▸ Problem to work on
In the material below, repeat only the lines from the one that holds "Detect potted plant" through the final line, exactly as they stand.

▸ Excerpts of bounding box data
————————
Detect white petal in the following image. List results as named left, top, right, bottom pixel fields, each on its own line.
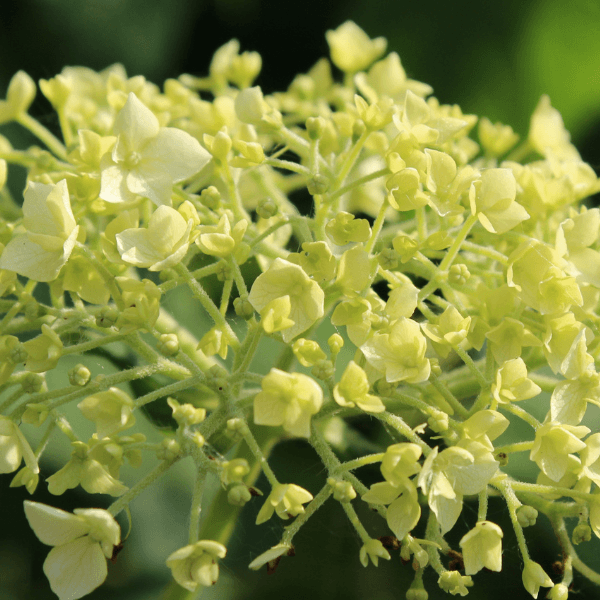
left=144, top=127, right=211, bottom=183
left=24, top=500, right=89, bottom=546
left=100, top=164, right=135, bottom=203
left=0, top=235, right=70, bottom=281
left=115, top=229, right=165, bottom=267
left=113, top=92, right=160, bottom=151
left=44, top=536, right=108, bottom=600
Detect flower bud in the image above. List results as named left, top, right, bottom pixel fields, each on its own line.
left=448, top=264, right=471, bottom=285
left=19, top=373, right=46, bottom=394
left=406, top=586, right=429, bottom=600
left=200, top=185, right=221, bottom=210
left=156, top=333, right=179, bottom=356
left=167, top=398, right=206, bottom=427
left=205, top=131, right=233, bottom=162
left=227, top=484, right=252, bottom=506
left=327, top=477, right=356, bottom=502
left=327, top=333, right=344, bottom=360
left=233, top=296, right=254, bottom=320
left=522, top=560, right=554, bottom=598
left=256, top=198, right=279, bottom=219
left=306, top=173, right=329, bottom=196
left=5, top=336, right=27, bottom=365
left=352, top=119, right=367, bottom=144
left=21, top=403, right=48, bottom=427
left=377, top=248, right=398, bottom=271
left=0, top=71, right=37, bottom=123
left=306, top=117, right=327, bottom=140
left=311, top=360, right=334, bottom=381
left=546, top=583, right=569, bottom=600
left=235, top=86, right=269, bottom=125
left=96, top=306, right=119, bottom=328
left=571, top=523, right=592, bottom=545
left=69, top=364, right=92, bottom=387
left=156, top=438, right=181, bottom=461
left=10, top=467, right=40, bottom=494
left=438, top=571, right=473, bottom=596
left=227, top=417, right=246, bottom=440
left=517, top=504, right=538, bottom=527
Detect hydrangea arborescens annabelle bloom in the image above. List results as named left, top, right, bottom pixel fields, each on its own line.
left=0, top=21, right=600, bottom=600
left=25, top=500, right=121, bottom=600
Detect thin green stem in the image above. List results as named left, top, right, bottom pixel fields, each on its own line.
left=106, top=458, right=179, bottom=517
left=15, top=113, right=67, bottom=161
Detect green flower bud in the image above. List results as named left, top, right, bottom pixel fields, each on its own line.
left=306, top=173, right=330, bottom=196
left=306, top=117, right=327, bottom=140
left=19, top=373, right=46, bottom=394
left=7, top=336, right=27, bottom=365
left=327, top=477, right=356, bottom=502
left=0, top=71, right=36, bottom=123
left=517, top=504, right=538, bottom=527
left=374, top=378, right=398, bottom=396
left=23, top=299, right=40, bottom=321
left=327, top=333, right=344, bottom=359
left=427, top=410, right=448, bottom=433
left=495, top=452, right=508, bottom=467
left=352, top=119, right=367, bottom=144
left=21, top=403, right=49, bottom=427
left=69, top=364, right=92, bottom=387
left=156, top=438, right=181, bottom=460
left=448, top=264, right=471, bottom=285
left=233, top=296, right=254, bottom=320
left=406, top=586, right=429, bottom=600
left=10, top=467, right=40, bottom=494
left=311, top=360, right=334, bottom=381
left=96, top=306, right=119, bottom=327
left=200, top=185, right=221, bottom=210
left=377, top=248, right=398, bottom=271
left=209, top=131, right=232, bottom=162
left=217, top=260, right=233, bottom=281
left=156, top=333, right=179, bottom=356
left=227, top=484, right=252, bottom=506
left=256, top=198, right=279, bottom=219
left=392, top=233, right=419, bottom=263
left=572, top=523, right=592, bottom=545
left=227, top=417, right=246, bottom=441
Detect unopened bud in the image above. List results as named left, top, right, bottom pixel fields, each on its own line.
left=19, top=373, right=46, bottom=394
left=156, top=333, right=179, bottom=356
left=306, top=173, right=329, bottom=196
left=233, top=297, right=254, bottom=320
left=306, top=117, right=327, bottom=140
left=377, top=248, right=398, bottom=271
left=448, top=264, right=471, bottom=285
left=156, top=438, right=181, bottom=460
left=200, top=185, right=221, bottom=210
left=69, top=364, right=92, bottom=387
left=517, top=504, right=538, bottom=527
left=572, top=523, right=592, bottom=545
left=96, top=306, right=119, bottom=327
left=256, top=198, right=278, bottom=219
left=227, top=484, right=252, bottom=506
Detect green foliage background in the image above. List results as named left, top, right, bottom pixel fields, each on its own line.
left=0, top=0, right=600, bottom=600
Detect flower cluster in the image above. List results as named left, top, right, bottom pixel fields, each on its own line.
left=0, top=22, right=600, bottom=600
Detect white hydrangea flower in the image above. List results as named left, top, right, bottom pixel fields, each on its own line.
left=167, top=540, right=227, bottom=592
left=100, top=92, right=211, bottom=205
left=115, top=206, right=194, bottom=271
left=24, top=500, right=121, bottom=600
left=248, top=258, right=325, bottom=343
left=0, top=179, right=79, bottom=281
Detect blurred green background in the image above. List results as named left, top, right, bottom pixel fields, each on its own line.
left=0, top=0, right=600, bottom=600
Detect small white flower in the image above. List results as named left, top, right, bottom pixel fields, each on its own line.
left=24, top=500, right=121, bottom=600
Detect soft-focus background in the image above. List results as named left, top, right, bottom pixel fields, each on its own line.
left=0, top=0, right=600, bottom=600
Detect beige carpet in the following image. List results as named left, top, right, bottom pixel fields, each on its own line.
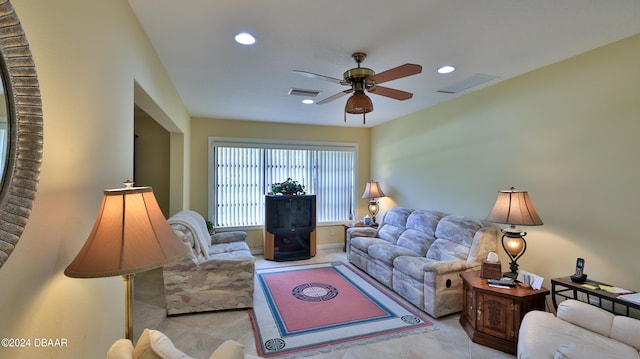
left=133, top=248, right=515, bottom=359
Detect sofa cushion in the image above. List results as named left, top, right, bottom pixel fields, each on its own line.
left=556, top=299, right=614, bottom=337
left=369, top=244, right=418, bottom=267
left=610, top=315, right=640, bottom=350
left=518, top=310, right=639, bottom=359
left=378, top=207, right=412, bottom=244
left=393, top=256, right=433, bottom=282
left=397, top=210, right=445, bottom=256
left=435, top=215, right=484, bottom=247
left=427, top=215, right=483, bottom=261
left=351, top=237, right=389, bottom=253
left=553, top=342, right=638, bottom=359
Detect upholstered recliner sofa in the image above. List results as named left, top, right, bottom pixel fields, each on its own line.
left=518, top=299, right=640, bottom=359
left=162, top=210, right=255, bottom=315
left=347, top=207, right=499, bottom=318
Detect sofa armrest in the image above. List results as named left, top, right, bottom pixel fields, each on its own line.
left=347, top=227, right=378, bottom=239
left=211, top=231, right=247, bottom=244
left=422, top=260, right=481, bottom=275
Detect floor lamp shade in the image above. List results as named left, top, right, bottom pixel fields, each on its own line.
left=486, top=187, right=543, bottom=226
left=362, top=181, right=385, bottom=224
left=64, top=187, right=187, bottom=278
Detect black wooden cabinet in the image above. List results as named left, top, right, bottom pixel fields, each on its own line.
left=264, top=195, right=316, bottom=261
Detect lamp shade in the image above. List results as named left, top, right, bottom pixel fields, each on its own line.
left=64, top=187, right=188, bottom=278
left=362, top=181, right=385, bottom=198
left=486, top=187, right=543, bottom=226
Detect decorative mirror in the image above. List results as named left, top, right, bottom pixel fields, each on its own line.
left=0, top=0, right=43, bottom=268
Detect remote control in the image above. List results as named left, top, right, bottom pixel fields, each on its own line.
left=487, top=278, right=516, bottom=287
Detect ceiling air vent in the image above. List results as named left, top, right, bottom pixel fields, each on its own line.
left=438, top=74, right=498, bottom=94
left=289, top=88, right=320, bottom=97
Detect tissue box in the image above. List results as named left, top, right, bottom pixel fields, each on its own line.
left=480, top=260, right=502, bottom=279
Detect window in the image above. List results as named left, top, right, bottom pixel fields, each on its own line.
left=209, top=137, right=357, bottom=227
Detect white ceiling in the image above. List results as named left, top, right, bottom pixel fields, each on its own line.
left=129, top=0, right=640, bottom=126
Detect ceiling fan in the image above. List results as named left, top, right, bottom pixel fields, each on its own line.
left=293, top=52, right=422, bottom=124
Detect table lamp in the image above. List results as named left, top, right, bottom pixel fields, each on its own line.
left=362, top=181, right=385, bottom=224
left=486, top=187, right=542, bottom=279
left=64, top=182, right=188, bottom=339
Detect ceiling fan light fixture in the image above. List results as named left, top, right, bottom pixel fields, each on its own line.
left=235, top=32, right=256, bottom=45
left=438, top=65, right=456, bottom=74
left=344, top=92, right=373, bottom=124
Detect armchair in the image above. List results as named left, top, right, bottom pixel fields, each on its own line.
left=162, top=210, right=255, bottom=315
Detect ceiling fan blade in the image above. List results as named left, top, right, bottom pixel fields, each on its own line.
left=368, top=86, right=413, bottom=101
left=367, top=64, right=422, bottom=84
left=316, top=89, right=353, bottom=105
left=293, top=70, right=350, bottom=85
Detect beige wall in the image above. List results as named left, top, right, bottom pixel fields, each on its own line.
left=134, top=110, right=171, bottom=217
left=0, top=0, right=189, bottom=359
left=191, top=118, right=370, bottom=251
left=371, top=35, right=640, bottom=290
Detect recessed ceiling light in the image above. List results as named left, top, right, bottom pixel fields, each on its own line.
left=438, top=65, right=456, bottom=74
left=236, top=32, right=256, bottom=45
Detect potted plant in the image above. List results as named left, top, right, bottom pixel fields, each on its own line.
left=271, top=178, right=305, bottom=195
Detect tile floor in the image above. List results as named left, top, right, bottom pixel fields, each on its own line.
left=133, top=248, right=514, bottom=359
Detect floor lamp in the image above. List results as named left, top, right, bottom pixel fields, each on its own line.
left=362, top=181, right=385, bottom=224
left=486, top=187, right=542, bottom=279
left=64, top=182, right=188, bottom=339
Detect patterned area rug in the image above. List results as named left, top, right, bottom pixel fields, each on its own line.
left=249, top=263, right=433, bottom=358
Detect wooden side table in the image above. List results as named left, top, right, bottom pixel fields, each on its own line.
left=460, top=271, right=549, bottom=355
left=342, top=222, right=378, bottom=252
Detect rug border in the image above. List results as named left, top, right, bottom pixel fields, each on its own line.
————————
▸ Finished exercise
Detect potted plant in the image above. List results as named left, top, right, bottom pixel fields, each on its own line.
left=271, top=178, right=305, bottom=195
Detect tile floor in the image above. List results as named left, top, right, bottom pixel fields, each on its own line.
left=133, top=248, right=514, bottom=359
Detect floor lamp in the image above. List results as named left, top, right, bottom pixel fields, each on its own line.
left=362, top=181, right=385, bottom=224
left=486, top=187, right=542, bottom=279
left=64, top=182, right=188, bottom=339
Detect patterned area rug in the image above. List results as named left, top, right, bottom pixel fields, each on its own line.
left=249, top=263, right=433, bottom=358
Detect wooden side table in the image above. List results as named left, top, right, bottom pixel fields, each on its own line.
left=460, top=271, right=549, bottom=355
left=342, top=222, right=378, bottom=252
Detect rug border in the image above. List results as named left, top, right, bottom pixel fields, each on its own line.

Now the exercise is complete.